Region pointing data
++++++++++++++++++++
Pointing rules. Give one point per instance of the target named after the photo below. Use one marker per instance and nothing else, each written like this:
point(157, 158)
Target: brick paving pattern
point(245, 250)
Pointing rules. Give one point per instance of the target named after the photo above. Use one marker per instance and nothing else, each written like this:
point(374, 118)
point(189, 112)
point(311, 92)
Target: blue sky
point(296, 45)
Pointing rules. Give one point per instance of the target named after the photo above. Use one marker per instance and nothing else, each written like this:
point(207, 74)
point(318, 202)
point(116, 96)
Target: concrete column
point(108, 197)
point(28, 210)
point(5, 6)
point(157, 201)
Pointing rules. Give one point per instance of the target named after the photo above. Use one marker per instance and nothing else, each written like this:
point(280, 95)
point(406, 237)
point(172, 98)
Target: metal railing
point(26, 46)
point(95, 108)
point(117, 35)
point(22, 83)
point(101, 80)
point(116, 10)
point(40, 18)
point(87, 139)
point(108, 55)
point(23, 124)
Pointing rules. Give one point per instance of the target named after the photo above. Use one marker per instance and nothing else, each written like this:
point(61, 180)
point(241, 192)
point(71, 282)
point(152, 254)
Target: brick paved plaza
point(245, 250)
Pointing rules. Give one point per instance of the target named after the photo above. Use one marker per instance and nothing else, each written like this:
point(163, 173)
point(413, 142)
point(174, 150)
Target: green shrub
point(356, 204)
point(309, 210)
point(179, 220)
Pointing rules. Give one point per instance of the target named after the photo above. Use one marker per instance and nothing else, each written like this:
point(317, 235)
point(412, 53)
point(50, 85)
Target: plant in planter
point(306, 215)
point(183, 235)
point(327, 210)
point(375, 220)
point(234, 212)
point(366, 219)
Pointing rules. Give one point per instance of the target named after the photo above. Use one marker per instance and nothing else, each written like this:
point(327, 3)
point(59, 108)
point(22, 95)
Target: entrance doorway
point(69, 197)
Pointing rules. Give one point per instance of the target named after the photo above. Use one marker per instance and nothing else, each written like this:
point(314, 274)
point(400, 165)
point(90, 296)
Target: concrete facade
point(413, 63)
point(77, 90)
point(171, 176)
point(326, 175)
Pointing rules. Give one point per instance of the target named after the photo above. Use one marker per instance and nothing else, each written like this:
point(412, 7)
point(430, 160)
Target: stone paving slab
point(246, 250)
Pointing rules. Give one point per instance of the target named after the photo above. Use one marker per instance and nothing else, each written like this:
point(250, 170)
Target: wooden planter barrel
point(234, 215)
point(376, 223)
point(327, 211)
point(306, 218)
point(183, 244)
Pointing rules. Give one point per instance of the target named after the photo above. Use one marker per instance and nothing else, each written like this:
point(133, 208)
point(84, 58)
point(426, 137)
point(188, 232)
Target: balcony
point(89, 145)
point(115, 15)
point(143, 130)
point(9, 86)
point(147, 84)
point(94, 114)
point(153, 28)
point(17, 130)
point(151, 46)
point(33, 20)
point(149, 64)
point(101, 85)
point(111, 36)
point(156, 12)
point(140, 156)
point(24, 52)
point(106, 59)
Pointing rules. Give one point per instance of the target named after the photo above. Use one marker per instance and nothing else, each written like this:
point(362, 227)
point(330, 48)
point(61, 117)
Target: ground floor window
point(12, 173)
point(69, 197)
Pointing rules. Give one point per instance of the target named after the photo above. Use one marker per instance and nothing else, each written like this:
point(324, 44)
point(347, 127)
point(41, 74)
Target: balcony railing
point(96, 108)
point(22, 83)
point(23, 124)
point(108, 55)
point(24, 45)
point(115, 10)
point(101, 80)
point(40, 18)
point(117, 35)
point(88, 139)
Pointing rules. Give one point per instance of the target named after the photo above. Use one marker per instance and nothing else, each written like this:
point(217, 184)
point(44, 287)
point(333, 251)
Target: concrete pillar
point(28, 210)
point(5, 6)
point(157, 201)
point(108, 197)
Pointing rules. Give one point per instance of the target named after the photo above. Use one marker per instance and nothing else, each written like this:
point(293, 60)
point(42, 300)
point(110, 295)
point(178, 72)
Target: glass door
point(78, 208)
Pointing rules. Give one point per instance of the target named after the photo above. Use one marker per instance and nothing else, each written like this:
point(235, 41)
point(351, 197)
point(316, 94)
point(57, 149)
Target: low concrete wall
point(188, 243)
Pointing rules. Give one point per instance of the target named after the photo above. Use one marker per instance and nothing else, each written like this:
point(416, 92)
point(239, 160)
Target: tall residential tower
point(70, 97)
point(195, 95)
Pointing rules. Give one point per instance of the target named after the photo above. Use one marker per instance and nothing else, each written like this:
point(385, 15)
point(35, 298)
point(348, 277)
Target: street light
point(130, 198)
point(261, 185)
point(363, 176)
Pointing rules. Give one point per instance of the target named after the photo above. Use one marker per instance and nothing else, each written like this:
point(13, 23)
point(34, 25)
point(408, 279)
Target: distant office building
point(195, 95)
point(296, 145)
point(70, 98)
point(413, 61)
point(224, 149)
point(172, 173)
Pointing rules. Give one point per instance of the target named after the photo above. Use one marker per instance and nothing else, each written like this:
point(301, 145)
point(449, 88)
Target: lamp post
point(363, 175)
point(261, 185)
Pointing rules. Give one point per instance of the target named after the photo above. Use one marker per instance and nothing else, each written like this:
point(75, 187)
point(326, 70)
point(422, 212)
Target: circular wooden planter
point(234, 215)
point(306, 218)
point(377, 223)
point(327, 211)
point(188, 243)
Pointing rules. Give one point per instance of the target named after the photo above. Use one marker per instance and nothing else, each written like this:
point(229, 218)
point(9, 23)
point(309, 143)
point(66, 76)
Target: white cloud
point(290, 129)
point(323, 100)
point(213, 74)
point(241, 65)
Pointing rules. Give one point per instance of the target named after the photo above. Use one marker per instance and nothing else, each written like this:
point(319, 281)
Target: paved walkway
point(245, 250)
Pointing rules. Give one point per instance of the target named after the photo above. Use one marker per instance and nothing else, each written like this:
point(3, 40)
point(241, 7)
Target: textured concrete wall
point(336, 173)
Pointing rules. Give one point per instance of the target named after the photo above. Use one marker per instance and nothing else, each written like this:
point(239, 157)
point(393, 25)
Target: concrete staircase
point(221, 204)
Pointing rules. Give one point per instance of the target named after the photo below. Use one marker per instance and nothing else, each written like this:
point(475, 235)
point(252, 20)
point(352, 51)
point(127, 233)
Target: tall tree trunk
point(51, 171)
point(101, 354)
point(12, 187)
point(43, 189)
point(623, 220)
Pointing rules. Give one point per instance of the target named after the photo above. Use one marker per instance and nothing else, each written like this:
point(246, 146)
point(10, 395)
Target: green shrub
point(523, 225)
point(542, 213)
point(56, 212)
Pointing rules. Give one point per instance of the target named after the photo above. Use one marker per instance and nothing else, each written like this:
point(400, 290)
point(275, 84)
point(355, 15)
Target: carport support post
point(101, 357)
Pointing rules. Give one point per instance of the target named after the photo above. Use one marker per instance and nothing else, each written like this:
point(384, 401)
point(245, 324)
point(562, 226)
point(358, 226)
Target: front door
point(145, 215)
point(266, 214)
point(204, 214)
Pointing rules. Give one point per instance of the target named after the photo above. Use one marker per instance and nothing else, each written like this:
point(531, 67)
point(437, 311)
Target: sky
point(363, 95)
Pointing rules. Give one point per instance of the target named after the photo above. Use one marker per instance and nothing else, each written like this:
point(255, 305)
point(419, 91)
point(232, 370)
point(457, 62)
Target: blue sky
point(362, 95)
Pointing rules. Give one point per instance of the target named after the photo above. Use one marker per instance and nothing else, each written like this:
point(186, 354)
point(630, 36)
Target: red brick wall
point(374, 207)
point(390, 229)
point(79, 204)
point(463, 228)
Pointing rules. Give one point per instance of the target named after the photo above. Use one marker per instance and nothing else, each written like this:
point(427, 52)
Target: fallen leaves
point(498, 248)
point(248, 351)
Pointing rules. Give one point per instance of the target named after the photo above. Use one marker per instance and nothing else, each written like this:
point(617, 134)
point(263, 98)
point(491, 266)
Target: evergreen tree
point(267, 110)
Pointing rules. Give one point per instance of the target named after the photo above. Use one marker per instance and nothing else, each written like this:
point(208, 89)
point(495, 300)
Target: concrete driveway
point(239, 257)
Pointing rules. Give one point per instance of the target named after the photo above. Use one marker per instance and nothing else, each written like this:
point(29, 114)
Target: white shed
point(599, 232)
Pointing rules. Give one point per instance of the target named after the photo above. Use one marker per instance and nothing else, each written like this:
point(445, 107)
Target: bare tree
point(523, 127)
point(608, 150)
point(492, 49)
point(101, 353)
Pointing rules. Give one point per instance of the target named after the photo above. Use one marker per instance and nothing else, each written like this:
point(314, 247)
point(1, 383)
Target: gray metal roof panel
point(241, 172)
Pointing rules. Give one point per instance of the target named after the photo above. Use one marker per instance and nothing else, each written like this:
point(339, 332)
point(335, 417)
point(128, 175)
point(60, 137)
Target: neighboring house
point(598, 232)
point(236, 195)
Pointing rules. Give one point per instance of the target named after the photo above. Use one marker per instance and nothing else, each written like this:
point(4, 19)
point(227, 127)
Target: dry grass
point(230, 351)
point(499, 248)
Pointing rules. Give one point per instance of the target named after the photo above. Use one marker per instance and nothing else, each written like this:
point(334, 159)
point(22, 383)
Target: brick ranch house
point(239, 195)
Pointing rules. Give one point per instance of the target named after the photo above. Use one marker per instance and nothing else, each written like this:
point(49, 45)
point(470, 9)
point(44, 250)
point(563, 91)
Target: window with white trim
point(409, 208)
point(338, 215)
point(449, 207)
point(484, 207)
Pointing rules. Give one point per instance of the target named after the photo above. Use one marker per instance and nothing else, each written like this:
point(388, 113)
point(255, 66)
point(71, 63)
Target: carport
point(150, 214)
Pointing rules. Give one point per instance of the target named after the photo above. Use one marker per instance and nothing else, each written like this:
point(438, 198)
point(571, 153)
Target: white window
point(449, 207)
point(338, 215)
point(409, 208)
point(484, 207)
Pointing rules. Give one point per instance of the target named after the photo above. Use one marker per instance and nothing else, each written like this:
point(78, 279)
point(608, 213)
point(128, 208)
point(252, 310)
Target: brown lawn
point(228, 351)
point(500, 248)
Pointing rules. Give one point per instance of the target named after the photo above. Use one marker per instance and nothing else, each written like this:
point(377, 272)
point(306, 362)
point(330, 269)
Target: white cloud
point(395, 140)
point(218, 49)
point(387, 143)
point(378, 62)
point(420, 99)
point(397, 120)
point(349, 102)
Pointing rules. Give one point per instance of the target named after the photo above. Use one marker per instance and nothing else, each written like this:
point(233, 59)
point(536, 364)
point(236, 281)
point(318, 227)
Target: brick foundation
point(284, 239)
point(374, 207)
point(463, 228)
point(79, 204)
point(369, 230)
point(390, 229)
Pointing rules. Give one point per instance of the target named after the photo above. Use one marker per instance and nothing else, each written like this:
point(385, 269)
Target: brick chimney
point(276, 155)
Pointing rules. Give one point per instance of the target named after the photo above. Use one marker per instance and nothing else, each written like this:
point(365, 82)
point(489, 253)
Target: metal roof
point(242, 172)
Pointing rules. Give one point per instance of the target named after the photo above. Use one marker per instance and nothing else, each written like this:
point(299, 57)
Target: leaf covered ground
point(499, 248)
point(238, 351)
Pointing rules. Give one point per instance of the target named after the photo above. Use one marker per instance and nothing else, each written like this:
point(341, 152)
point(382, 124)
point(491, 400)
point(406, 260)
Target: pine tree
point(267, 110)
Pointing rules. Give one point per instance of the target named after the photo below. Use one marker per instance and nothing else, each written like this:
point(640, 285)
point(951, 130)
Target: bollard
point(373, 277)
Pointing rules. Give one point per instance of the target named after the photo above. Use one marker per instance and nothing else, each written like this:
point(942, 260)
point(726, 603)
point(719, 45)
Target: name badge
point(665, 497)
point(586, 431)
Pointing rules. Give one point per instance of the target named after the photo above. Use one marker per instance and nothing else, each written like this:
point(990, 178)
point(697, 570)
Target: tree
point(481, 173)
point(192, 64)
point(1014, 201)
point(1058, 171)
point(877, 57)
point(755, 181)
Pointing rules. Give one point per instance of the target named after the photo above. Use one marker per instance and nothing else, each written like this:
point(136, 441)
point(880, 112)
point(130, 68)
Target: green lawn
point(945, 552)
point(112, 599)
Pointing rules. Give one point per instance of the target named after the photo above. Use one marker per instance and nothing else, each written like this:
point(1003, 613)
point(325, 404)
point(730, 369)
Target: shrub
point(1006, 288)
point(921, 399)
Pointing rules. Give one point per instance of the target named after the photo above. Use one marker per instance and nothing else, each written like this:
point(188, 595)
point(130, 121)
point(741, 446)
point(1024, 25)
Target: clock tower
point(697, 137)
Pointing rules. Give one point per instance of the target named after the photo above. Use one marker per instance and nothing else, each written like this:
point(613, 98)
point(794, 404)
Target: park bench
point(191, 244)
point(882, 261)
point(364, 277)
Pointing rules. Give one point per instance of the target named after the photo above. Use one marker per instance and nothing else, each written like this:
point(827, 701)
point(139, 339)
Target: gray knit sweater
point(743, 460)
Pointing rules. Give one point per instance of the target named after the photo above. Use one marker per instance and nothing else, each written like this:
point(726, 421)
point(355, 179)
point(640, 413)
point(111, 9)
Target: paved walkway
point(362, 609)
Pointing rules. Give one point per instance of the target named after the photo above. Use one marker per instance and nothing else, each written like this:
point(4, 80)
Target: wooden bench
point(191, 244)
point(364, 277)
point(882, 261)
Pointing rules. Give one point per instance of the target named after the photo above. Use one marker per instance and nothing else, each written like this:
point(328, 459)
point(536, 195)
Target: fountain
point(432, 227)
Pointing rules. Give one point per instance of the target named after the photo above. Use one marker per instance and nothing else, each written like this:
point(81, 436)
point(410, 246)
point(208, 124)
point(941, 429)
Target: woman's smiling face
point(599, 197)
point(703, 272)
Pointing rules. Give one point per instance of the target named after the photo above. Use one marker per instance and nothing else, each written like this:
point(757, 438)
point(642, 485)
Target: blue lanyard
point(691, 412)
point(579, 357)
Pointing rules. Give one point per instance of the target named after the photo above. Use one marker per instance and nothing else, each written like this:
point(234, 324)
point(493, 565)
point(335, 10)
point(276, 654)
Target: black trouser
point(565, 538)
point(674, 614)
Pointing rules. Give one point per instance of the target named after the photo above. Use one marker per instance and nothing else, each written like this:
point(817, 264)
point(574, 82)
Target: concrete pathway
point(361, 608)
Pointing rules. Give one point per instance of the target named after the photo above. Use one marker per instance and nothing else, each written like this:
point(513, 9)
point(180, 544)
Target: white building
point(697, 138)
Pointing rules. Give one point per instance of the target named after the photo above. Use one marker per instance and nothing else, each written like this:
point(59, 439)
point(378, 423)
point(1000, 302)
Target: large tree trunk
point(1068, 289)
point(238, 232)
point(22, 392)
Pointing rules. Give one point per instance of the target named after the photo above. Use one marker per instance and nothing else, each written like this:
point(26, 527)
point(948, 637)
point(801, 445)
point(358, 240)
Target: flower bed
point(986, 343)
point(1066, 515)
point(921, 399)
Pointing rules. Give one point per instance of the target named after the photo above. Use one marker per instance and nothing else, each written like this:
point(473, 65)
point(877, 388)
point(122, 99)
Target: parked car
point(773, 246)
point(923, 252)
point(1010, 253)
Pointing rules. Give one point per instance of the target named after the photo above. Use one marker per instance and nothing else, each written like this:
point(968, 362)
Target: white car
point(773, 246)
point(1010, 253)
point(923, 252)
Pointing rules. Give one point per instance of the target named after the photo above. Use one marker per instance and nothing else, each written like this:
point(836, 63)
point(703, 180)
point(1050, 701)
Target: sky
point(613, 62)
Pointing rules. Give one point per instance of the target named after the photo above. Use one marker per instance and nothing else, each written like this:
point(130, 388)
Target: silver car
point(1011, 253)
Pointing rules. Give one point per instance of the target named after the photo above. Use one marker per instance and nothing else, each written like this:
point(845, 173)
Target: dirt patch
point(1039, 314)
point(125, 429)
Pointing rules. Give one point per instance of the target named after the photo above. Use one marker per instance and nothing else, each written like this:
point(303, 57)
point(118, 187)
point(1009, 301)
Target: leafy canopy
++++++++++++++++++++
* The task: Could you reproduce, exactly, every line above from the line with "Target: window with white trim" to the line with "point(299, 57)", and no other line? Both ends count.

* Response below:
Target: window with white trim
point(409, 208)
point(338, 215)
point(449, 207)
point(484, 207)
Pointing rules. Give one point per instance of the target named after the photo above. Use one marker per instance and nothing else, each written like this:
point(388, 113)
point(255, 66)
point(71, 63)
Target: carport
point(150, 214)
Pointing rules. Give one point per instance of the target named after the photo above. Use one marker per instance and nothing else, each written like this:
point(438, 198)
point(571, 153)
Target: white window
point(449, 207)
point(338, 215)
point(409, 208)
point(484, 207)
Pointing rules. Give one point per instance of the target named after the photo above. Use one marker per instance and nothing else, each written like this:
point(78, 279)
point(608, 213)
point(128, 208)
point(252, 310)
Target: brown lawn
point(228, 351)
point(500, 248)
Pointing rules. Give one point per instance of the target named after the photo above. Use one marker per instance and nothing else, each written like this:
point(377, 272)
point(306, 362)
point(330, 269)
Target: white cloud
point(395, 140)
point(218, 49)
point(387, 143)
point(378, 62)
point(420, 99)
point(397, 120)
point(349, 102)
Pointing rules. Give one point per instance of the target named after the photo above. Use one marker per instance and nothing else, each written like this:
point(233, 59)
point(536, 364)
point(236, 281)
point(318, 227)
Target: brick foundation
point(284, 239)
point(374, 207)
point(463, 228)
point(79, 204)
point(369, 230)
point(390, 229)
Pointing rules. Give one point per instance of the target named after the photo above. Use one marker per instance and nothing else, each written like this:
point(385, 269)
Target: brick chimney
point(276, 155)
Pointing rules. Give one point per instance of the target named after the photo above. Use one marker per instance and nothing else, each written like this:
point(365, 82)
point(489, 253)
Target: metal roof
point(242, 172)
Pointing rules. Give one point per instance of the target named after the photo above. Use one marker per instance and nothing else, each written like this:
point(299, 57)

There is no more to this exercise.